SUPPLIED MATERIAL:
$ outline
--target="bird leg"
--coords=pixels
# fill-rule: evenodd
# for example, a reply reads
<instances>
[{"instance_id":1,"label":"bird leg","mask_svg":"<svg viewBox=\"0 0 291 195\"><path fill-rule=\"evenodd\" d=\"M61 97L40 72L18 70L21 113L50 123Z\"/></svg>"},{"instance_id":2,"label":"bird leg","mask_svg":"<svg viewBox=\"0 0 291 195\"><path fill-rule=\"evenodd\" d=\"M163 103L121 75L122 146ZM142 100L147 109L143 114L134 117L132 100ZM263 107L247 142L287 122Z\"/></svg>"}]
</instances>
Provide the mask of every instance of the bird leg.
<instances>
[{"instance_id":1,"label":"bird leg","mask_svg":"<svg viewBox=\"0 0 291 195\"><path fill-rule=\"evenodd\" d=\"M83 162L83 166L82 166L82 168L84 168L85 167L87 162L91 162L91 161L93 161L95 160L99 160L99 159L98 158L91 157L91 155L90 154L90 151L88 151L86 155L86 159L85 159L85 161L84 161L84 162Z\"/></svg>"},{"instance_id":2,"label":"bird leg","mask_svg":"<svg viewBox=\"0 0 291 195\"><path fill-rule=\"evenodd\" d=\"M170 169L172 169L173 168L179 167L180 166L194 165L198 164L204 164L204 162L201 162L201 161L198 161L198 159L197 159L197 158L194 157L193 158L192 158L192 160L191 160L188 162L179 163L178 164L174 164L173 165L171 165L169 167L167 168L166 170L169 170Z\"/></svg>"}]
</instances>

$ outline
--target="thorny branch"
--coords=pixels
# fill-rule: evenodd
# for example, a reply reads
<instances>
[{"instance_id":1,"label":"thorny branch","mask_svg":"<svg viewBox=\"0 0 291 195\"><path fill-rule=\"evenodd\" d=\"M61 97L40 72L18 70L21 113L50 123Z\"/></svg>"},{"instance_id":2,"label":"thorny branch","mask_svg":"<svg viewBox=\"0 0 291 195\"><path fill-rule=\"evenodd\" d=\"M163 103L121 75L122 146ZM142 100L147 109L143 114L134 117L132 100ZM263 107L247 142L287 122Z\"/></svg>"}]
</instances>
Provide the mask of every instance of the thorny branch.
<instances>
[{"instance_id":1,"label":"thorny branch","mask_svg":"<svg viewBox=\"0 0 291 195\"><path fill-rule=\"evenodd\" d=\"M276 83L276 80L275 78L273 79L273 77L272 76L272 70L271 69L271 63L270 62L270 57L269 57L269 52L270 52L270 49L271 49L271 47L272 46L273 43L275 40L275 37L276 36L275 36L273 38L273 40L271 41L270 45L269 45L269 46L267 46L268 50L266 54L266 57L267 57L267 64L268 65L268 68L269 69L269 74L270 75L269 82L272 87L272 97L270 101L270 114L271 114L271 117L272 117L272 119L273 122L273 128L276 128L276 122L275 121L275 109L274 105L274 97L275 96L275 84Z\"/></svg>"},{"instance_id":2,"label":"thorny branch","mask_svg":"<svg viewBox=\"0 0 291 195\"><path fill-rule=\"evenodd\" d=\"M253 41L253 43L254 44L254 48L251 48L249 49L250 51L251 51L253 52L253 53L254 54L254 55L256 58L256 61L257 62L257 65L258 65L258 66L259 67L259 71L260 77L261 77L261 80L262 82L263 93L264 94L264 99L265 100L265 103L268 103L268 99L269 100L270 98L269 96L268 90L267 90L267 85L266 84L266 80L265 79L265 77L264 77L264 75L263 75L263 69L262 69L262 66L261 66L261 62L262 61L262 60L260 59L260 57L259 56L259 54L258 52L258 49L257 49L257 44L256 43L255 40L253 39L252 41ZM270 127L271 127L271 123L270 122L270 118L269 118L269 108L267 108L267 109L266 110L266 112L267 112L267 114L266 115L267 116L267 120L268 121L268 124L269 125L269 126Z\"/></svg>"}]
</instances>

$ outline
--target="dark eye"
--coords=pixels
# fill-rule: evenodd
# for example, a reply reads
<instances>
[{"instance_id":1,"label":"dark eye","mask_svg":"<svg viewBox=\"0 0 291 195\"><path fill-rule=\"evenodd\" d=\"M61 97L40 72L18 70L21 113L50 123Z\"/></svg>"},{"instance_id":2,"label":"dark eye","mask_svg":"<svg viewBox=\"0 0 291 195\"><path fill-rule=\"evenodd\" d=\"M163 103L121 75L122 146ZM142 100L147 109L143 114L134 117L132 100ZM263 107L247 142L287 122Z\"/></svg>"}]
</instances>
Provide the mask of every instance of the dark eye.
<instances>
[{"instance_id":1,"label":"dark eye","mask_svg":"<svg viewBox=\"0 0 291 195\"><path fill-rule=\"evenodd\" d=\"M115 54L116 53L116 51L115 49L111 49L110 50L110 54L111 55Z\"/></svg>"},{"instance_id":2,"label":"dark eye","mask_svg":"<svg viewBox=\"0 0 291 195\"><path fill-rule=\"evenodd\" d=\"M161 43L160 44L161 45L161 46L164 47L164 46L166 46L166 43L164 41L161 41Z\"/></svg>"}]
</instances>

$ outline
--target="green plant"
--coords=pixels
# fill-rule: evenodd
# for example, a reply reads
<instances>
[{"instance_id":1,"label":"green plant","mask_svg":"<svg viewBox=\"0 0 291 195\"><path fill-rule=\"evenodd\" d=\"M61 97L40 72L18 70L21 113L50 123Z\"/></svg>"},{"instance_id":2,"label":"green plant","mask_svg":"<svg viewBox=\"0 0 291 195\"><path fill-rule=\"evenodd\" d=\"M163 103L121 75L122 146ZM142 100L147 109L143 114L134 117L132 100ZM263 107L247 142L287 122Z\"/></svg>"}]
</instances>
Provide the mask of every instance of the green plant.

TASK BRIEF: Quote the whole listing above, leaving nothing out.

THE RESPONSE:
$ outline
--target="bird leg"
--coords=pixels
# fill-rule: evenodd
# for example, a reply reads
<instances>
[{"instance_id":1,"label":"bird leg","mask_svg":"<svg viewBox=\"0 0 291 195\"><path fill-rule=\"evenodd\" d=\"M61 97L40 72L18 70L21 113L50 123Z\"/></svg>"},{"instance_id":2,"label":"bird leg","mask_svg":"<svg viewBox=\"0 0 291 195\"><path fill-rule=\"evenodd\" d=\"M163 103L121 75L122 146ZM142 100L147 109L143 114L134 117L132 100ZM263 107L247 142L287 122Z\"/></svg>"}]
</instances>
Provide the mask of every instance of the bird leg.
<instances>
[{"instance_id":1,"label":"bird leg","mask_svg":"<svg viewBox=\"0 0 291 195\"><path fill-rule=\"evenodd\" d=\"M83 162L83 166L82 166L82 168L84 168L85 167L87 162L91 162L91 161L93 161L95 160L99 160L99 159L98 158L91 157L91 155L90 154L90 151L88 151L86 155L86 159L85 159L85 161L84 161L84 162Z\"/></svg>"},{"instance_id":2,"label":"bird leg","mask_svg":"<svg viewBox=\"0 0 291 195\"><path fill-rule=\"evenodd\" d=\"M170 169L172 169L173 168L179 167L180 166L194 165L198 164L204 164L204 162L201 162L201 161L198 161L198 159L197 159L197 158L194 157L193 158L192 158L192 160L191 160L188 162L179 163L178 164L174 164L173 165L171 165L169 167L167 168L166 170L169 170Z\"/></svg>"}]
</instances>

$ outline
--target="thorny branch"
--coords=pixels
# fill-rule: evenodd
# for example, a reply reads
<instances>
[{"instance_id":1,"label":"thorny branch","mask_svg":"<svg viewBox=\"0 0 291 195\"><path fill-rule=\"evenodd\" d=\"M61 97L40 72L18 70L21 113L50 123Z\"/></svg>"},{"instance_id":2,"label":"thorny branch","mask_svg":"<svg viewBox=\"0 0 291 195\"><path fill-rule=\"evenodd\" d=\"M163 103L121 75L122 146ZM142 100L147 109L143 114L134 117L132 100ZM263 107L247 142L287 122Z\"/></svg>"}]
</instances>
Provide the mask of every instance of the thorny branch.
<instances>
[{"instance_id":1,"label":"thorny branch","mask_svg":"<svg viewBox=\"0 0 291 195\"><path fill-rule=\"evenodd\" d=\"M276 83L276 80L275 78L273 79L273 77L272 76L272 70L271 69L271 63L270 62L270 57L269 57L269 52L270 52L270 49L271 49L271 47L272 46L273 43L275 40L275 37L276 36L275 36L273 38L273 40L271 41L270 45L269 45L269 46L267 46L268 50L266 54L266 57L267 57L267 64L268 65L268 68L269 69L269 74L270 75L269 82L272 87L272 97L270 101L270 114L271 114L271 117L272 117L272 119L273 122L273 128L276 128L276 122L275 121L275 109L274 105L274 97L275 96L275 84Z\"/></svg>"},{"instance_id":2,"label":"thorny branch","mask_svg":"<svg viewBox=\"0 0 291 195\"><path fill-rule=\"evenodd\" d=\"M253 41L253 43L254 44L254 48L251 48L249 49L250 51L251 51L253 52L253 53L254 54L254 55L256 58L256 61L257 62L257 65L258 65L258 66L259 67L259 71L260 77L261 77L261 80L262 82L263 93L264 94L264 99L265 100L265 103L268 103L268 99L269 100L270 98L269 96L268 90L267 90L267 85L266 84L266 80L265 79L265 77L264 77L264 75L263 75L263 69L262 69L262 66L261 66L261 62L262 61L262 60L260 59L260 57L259 56L259 54L258 52L258 49L257 49L257 44L256 43L255 40L253 39L252 41ZM270 127L271 127L271 123L270 122L270 118L269 118L269 108L267 108L267 109L266 110L266 112L267 112L267 114L266 115L267 116L267 120L268 121L268 124L269 125L269 126Z\"/></svg>"}]
</instances>

$ outline
--target="dark eye"
--coords=pixels
# fill-rule: evenodd
# for example, a reply reads
<instances>
[{"instance_id":1,"label":"dark eye","mask_svg":"<svg viewBox=\"0 0 291 195\"><path fill-rule=\"evenodd\" d=\"M61 97L40 72L18 70L21 113L50 123Z\"/></svg>"},{"instance_id":2,"label":"dark eye","mask_svg":"<svg viewBox=\"0 0 291 195\"><path fill-rule=\"evenodd\" d=\"M163 103L121 75L122 146ZM142 100L147 109L143 114L134 117L132 100ZM263 107L247 142L287 122Z\"/></svg>"}]
</instances>
Provide the mask of every instance of the dark eye.
<instances>
[{"instance_id":1,"label":"dark eye","mask_svg":"<svg viewBox=\"0 0 291 195\"><path fill-rule=\"evenodd\" d=\"M115 54L116 53L116 51L115 49L111 49L110 50L110 54L111 55Z\"/></svg>"},{"instance_id":2,"label":"dark eye","mask_svg":"<svg viewBox=\"0 0 291 195\"><path fill-rule=\"evenodd\" d=\"M161 43L160 44L161 45L161 46L164 47L164 46L166 46L166 43L164 41L161 41Z\"/></svg>"}]
</instances>

$ outline
--target="green plant"
--coords=pixels
# fill-rule: evenodd
# for example, a reply reads
<instances>
[{"instance_id":1,"label":"green plant","mask_svg":"<svg viewBox=\"0 0 291 195\"><path fill-rule=\"evenodd\" d=\"M61 97L40 72L18 70L21 113L50 123Z\"/></svg>"},{"instance_id":2,"label":"green plant","mask_svg":"<svg viewBox=\"0 0 291 195\"><path fill-rule=\"evenodd\" d=\"M163 103L121 75L122 146ZM142 100L147 109L143 114L134 117L132 100ZM263 107L247 142L287 122Z\"/></svg>"}]
</instances>
Provide the mask of every instance of the green plant.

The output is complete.